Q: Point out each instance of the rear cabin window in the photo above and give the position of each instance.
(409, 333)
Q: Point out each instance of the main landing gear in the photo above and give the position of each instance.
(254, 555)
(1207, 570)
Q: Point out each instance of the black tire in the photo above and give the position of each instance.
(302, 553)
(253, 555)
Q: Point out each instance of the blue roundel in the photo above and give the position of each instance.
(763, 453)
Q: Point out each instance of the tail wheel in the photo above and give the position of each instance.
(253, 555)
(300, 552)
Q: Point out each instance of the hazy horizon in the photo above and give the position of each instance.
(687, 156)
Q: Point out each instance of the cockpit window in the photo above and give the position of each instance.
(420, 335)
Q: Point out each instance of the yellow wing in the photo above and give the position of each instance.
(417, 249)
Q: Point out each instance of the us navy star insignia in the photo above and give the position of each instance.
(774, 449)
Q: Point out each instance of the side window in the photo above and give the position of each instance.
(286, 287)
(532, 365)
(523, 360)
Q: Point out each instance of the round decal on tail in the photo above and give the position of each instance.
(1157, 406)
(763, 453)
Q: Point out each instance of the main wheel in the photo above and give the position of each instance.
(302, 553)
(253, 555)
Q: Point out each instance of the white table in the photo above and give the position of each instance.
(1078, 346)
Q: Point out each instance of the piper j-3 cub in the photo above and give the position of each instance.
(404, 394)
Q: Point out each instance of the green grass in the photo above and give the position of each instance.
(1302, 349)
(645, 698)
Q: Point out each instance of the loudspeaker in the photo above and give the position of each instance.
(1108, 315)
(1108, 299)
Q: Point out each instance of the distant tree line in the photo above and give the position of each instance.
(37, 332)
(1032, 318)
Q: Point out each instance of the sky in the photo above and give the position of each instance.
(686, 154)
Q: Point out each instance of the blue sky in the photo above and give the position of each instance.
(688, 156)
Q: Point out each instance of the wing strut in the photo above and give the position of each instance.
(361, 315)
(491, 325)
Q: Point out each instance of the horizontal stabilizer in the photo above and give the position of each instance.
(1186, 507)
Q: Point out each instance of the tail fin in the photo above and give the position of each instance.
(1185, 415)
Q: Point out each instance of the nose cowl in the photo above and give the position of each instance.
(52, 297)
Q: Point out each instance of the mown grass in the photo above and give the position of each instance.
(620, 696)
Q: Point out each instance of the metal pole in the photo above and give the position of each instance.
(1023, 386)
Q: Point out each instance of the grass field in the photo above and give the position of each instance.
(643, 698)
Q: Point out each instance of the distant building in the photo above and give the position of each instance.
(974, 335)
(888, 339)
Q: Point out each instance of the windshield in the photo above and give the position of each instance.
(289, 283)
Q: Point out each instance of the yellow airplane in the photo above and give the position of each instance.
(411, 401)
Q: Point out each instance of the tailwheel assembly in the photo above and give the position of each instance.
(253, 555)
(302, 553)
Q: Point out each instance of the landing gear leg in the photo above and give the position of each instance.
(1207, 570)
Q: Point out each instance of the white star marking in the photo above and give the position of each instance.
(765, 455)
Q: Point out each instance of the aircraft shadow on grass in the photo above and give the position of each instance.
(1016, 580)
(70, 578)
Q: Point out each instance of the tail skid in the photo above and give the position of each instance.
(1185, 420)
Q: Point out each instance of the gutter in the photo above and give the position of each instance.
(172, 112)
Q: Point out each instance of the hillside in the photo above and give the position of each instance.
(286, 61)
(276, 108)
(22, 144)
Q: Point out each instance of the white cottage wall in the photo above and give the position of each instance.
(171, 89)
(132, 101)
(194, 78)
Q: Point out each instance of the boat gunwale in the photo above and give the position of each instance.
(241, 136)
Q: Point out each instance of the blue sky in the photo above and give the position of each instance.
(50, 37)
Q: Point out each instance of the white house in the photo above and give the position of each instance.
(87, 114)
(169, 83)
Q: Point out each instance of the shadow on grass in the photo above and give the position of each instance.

• ABOUT THIS EXERCISE: Repeat the whole listing above exactly.

• RESULT:
Q: Point out each instance of the rear cabin window in the photo above and give the position of each instance.
(409, 333)
Q: Point out each instance of the main landing gear in the photo above and give the position of each instance.
(254, 555)
(1207, 570)
Q: Point out each instance of the black tire in the photo above and give the position of each instance.
(302, 553)
(253, 555)
Q: Point out each instance of the blue roundel in the photo above and give the position of each instance.
(763, 453)
Q: Point out each instance of the tail wheel in the photo above and give the position of each instance.
(253, 555)
(300, 552)
Q: Point out each instance of the hazy horizon in the photo above and give the position of each instance.
(687, 156)
Q: Point out each instance of the cockpit window in the photo above and give the position of each instance.
(420, 335)
Q: Point out each instance of the yellow wing in the photo above and give the position of each instance.
(417, 249)
Q: Point out each instance of the us navy star insignia in the photo above and give the position of each instance.
(774, 449)
Q: Point out each instance of the side window in the photo above and give the position of each instance.
(286, 287)
(532, 365)
(523, 360)
Q: Point out each instance of the round decal on tail in the photo above and give the position of each instance.
(1157, 406)
(763, 453)
Q: Point out each instance of the main wheel in the photo above and give the position of each instance.
(302, 553)
(253, 555)
Q: Point out each instance of the white table in the photo above and give the position of each instance.
(1078, 346)
Q: Point out each instance of the piper j-3 cub in the photo above and give the position of each instance.
(404, 394)
Q: Point out each instance of the green grass in the photo above and give the position of each instance.
(1302, 349)
(645, 698)
Q: Point out each instance of the loudspeaker in the photo above and give the position of each instance.
(1108, 315)
(1108, 299)
Q: Point out each instance of the distant tree line in the photo above and give the position of each instance.
(37, 332)
(1032, 318)
Q: Point out each instance of the sky in the photo above and give the position of each instance.
(686, 154)
Q: Point out each instance of the blue sky in the photo above and give the position of each instance.
(688, 156)
Q: Point out each instance of the wing strut in the photo above and give the position of each instance.
(361, 315)
(491, 325)
Q: Point out each instance of the horizontal stabilizer in the photo above and give the position of each instance.
(1186, 507)
Q: Point out each instance of the tail fin in the photo above and give the position of each instance.
(1185, 415)
Q: Point out each instance of the nose cowl in the photo above and give the position of each instance.
(52, 297)
Q: Point out each instance of the mown grass in the photo above and give the position of each instance.
(620, 696)
Q: Point out each instance of the metal pole in the photo above and give the position of each instance.
(1023, 386)
Q: Point out each instance of the grass field in the photo above and give the position of each instance.
(643, 698)
Q: Point out each instance of the distant building in the photo above and give the position of each instance.
(974, 335)
(888, 339)
Q: Point out each instance of the windshield in the photo above and give the position of each instance.
(289, 283)
Q: Point out each instance of the yellow airplane in the photo above and give the position of each instance.
(411, 401)
Q: Point out each instance of the tailwheel assembly in the photo above and give the position of each instance.
(253, 555)
(302, 553)
Q: Point out each instance of the landing gear leg in the photo above and give the position of each instance.
(1207, 570)
Q: Point out each instance of the white star marking in the photo above and give the position of each instance.
(765, 455)
Q: Point out each instance of the aircraft shadow on grass in the photo above and give the position of each instance.
(1016, 580)
(70, 578)
Q: Point out each instance of the tail skid in the photo above and give the position of each instance.
(1185, 420)
Q: Point out each instance of the gutter in the photo above and give the position of each instance.
(172, 112)
Q: Point out each instance of the hillside in the photo above and give the position of each instance.
(286, 61)
(276, 108)
(22, 144)
Q: Point out each instance of the white cottage wall in the photo above and give the position of each instance.
(171, 89)
(132, 101)
(194, 78)
Q: Point out each instance of the boat gunwale in the photo above and give the position of each instance.
(241, 136)
Q: Point out each instance of the blue sky in the photo above and give the position of each instance.
(50, 37)
Q: Point out each instance of the white house in the photo above and give the position of each instance.
(87, 114)
(169, 83)
Q: Point out each instance of the shadow on grass in the photo above and give the position of each instance.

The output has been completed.